* WORK REQUIRED: Rewrite the data below with "outline each" changed to "draw each" and everything else kept the same. Leave the pictures out.

╭─ MATERIAL SUPPLIED

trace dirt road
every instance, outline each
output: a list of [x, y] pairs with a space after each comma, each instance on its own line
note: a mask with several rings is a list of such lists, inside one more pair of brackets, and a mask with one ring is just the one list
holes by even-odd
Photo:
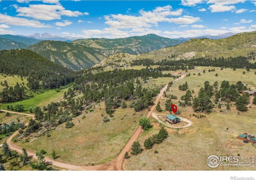
[[[179, 79], [183, 78], [186, 76], [186, 73], [184, 73], [182, 74], [181, 77], [178, 79], [176, 79], [174, 81], [176, 81]], [[154, 110], [156, 108], [158, 101], [161, 99], [162, 96], [163, 95], [164, 92], [166, 90], [167, 88], [168, 85], [165, 85], [164, 87], [162, 89], [160, 92], [160, 93], [156, 97], [155, 102], [154, 102], [154, 104], [152, 106], [150, 110], [148, 112], [148, 114], [147, 114], [147, 117], [149, 118], [151, 115], [152, 113], [154, 111]], [[23, 113], [18, 112], [14, 112], [10, 111], [7, 111], [6, 110], [1, 110], [2, 111], [5, 112], [8, 112], [9, 113], [18, 114], [23, 114], [27, 116], [32, 117], [32, 118], [34, 118], [34, 115], [33, 114], [30, 114], [26, 113]], [[26, 124], [27, 125], [28, 123]], [[142, 127], [140, 126], [139, 126], [136, 128], [136, 130], [134, 132], [133, 134], [132, 135], [131, 138], [130, 139], [127, 143], [126, 144], [120, 153], [110, 163], [103, 165], [95, 166], [79, 166], [74, 165], [72, 164], [68, 164], [64, 163], [62, 162], [58, 162], [53, 160], [50, 158], [48, 157], [45, 157], [44, 160], [46, 162], [50, 163], [50, 164], [56, 166], [58, 167], [66, 169], [68, 170], [124, 170], [122, 168], [122, 163], [124, 159], [124, 154], [127, 151], [129, 152], [132, 148], [132, 145], [133, 143], [133, 142], [136, 141], [138, 140], [143, 130], [141, 128]], [[19, 152], [22, 154], [22, 148], [19, 146], [16, 146], [13, 144], [11, 141], [13, 137], [15, 136], [18, 133], [18, 131], [17, 131], [14, 132], [12, 136], [11, 136], [7, 140], [7, 142], [9, 145], [9, 147], [10, 149], [13, 150], [16, 150], [18, 152]], [[36, 156], [36, 154], [30, 151], [27, 150], [28, 155], [28, 156], [30, 156], [32, 158], [34, 159], [37, 159], [37, 157]]]
[[188, 120], [188, 119], [186, 119], [186, 118], [181, 118], [180, 117], [177, 116], [178, 118], [180, 118], [181, 120], [182, 120], [182, 121], [186, 122], [188, 124], [187, 124], [183, 126], [175, 127], [174, 126], [169, 125], [169, 124], [166, 124], [164, 123], [164, 122], [163, 122], [162, 121], [161, 121], [161, 120], [160, 120], [159, 119], [159, 118], [158, 118], [158, 117], [157, 117], [157, 114], [156, 114], [156, 113], [155, 113], [154, 112], [153, 112], [152, 113], [152, 117], [153, 117], [156, 120], [157, 120], [158, 121], [158, 122], [159, 122], [161, 124], [162, 124], [164, 126], [166, 126], [167, 127], [169, 127], [169, 128], [186, 128], [187, 127], [188, 127], [188, 126], [191, 126], [191, 124], [192, 124], [192, 122], [191, 121], [190, 121], [190, 120]]

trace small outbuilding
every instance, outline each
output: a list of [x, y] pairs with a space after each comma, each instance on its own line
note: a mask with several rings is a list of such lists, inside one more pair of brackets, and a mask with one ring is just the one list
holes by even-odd
[[251, 138], [250, 140], [249, 140], [249, 142], [253, 144], [256, 145], [256, 139]]
[[256, 90], [253, 90], [252, 91], [249, 91], [248, 90], [246, 90], [244, 91], [244, 93], [248, 93], [250, 95], [255, 96], [256, 94]]
[[240, 139], [241, 140], [242, 140], [243, 141], [246, 140], [248, 141], [248, 139], [247, 139], [247, 135], [245, 135], [243, 134], [239, 134], [238, 136], [237, 136], [237, 138], [238, 139]]
[[165, 120], [167, 122], [172, 124], [181, 122], [180, 118], [172, 114], [169, 114], [166, 116], [165, 117]]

╰─

* FINISHED EXERCISE:
trace dirt road
every instance, draw each
output: a list of [x, y] pairs with a space after each comma, each instance on its own line
note: a mask with several rings is a list of such lists, inside one more pair of brackets, and a mask with one ring is just the one list
holes by even-odd
Photo:
[[[179, 79], [183, 78], [186, 76], [186, 73], [184, 73], [182, 74], [181, 77], [178, 79], [176, 79], [174, 81], [176, 81]], [[154, 110], [156, 108], [158, 101], [161, 99], [162, 96], [163, 95], [164, 92], [166, 90], [167, 88], [168, 85], [165, 85], [164, 87], [162, 89], [160, 92], [160, 93], [156, 97], [155, 102], [154, 102], [154, 104], [152, 106], [150, 110], [148, 112], [148, 114], [147, 114], [147, 117], [149, 118], [151, 115], [152, 113], [154, 111]], [[23, 113], [18, 112], [14, 112], [10, 111], [7, 111], [6, 110], [1, 110], [2, 111], [5, 112], [8, 112], [9, 113], [18, 114], [23, 114], [27, 116], [32, 117], [32, 118], [34, 118], [34, 115], [33, 114], [30, 114], [26, 113]], [[26, 124], [27, 125], [28, 123]], [[142, 127], [140, 126], [139, 126], [136, 128], [136, 130], [134, 132], [133, 134], [132, 135], [131, 138], [130, 139], [127, 143], [126, 144], [120, 153], [110, 163], [103, 165], [95, 166], [79, 166], [74, 165], [72, 164], [68, 164], [64, 163], [62, 162], [58, 162], [53, 160], [50, 158], [48, 157], [45, 157], [44, 160], [46, 162], [50, 163], [50, 164], [56, 166], [58, 167], [66, 169], [68, 170], [124, 170], [122, 168], [122, 163], [124, 159], [124, 154], [127, 151], [129, 152], [132, 148], [132, 145], [133, 143], [133, 142], [136, 141], [138, 140], [143, 130], [141, 128]], [[19, 152], [22, 154], [22, 148], [19, 146], [16, 146], [13, 144], [11, 141], [13, 137], [15, 136], [18, 133], [18, 131], [17, 131], [14, 132], [12, 136], [11, 136], [7, 140], [7, 142], [9, 145], [9, 147], [10, 149], [13, 150], [16, 150], [18, 152]], [[36, 156], [36, 154], [30, 151], [27, 150], [28, 155], [28, 156], [30, 156], [32, 158], [34, 159], [37, 159], [37, 157]]]
[[188, 120], [188, 119], [186, 119], [186, 118], [181, 118], [180, 117], [177, 116], [178, 118], [180, 118], [181, 120], [182, 120], [182, 121], [186, 122], [188, 124], [187, 124], [183, 126], [175, 127], [174, 126], [169, 125], [169, 124], [166, 124], [164, 123], [164, 122], [163, 122], [162, 121], [161, 121], [161, 120], [160, 120], [159, 119], [159, 118], [158, 118], [158, 117], [157, 117], [157, 114], [156, 114], [156, 113], [155, 113], [154, 112], [153, 112], [152, 113], [152, 117], [153, 117], [156, 120], [157, 120], [158, 121], [158, 122], [159, 122], [161, 124], [162, 124], [164, 126], [166, 126], [167, 127], [169, 127], [169, 128], [186, 128], [187, 127], [188, 127], [188, 126], [191, 126], [191, 124], [192, 124], [192, 122], [191, 121], [190, 121], [190, 120]]

trace small outbuilding
every instance, draw each
output: a list of [x, y] pairs with a space after each comma, each instance on its own line
note: a mask with several rings is a list of such lists, inside one more pair of brackets, and a mask with one ring is just the one list
holes by even-odd
[[251, 138], [250, 140], [249, 140], [249, 142], [253, 144], [256, 145], [256, 139]]
[[256, 90], [253, 90], [252, 91], [249, 91], [248, 90], [246, 90], [244, 91], [244, 93], [248, 93], [250, 95], [255, 96], [256, 94]]
[[240, 139], [241, 140], [242, 140], [243, 141], [246, 140], [248, 141], [248, 139], [247, 139], [247, 135], [245, 135], [243, 134], [239, 134], [238, 136], [237, 136], [237, 138], [238, 139]]
[[165, 120], [167, 122], [172, 124], [181, 122], [180, 118], [172, 114], [169, 114], [166, 116], [165, 117]]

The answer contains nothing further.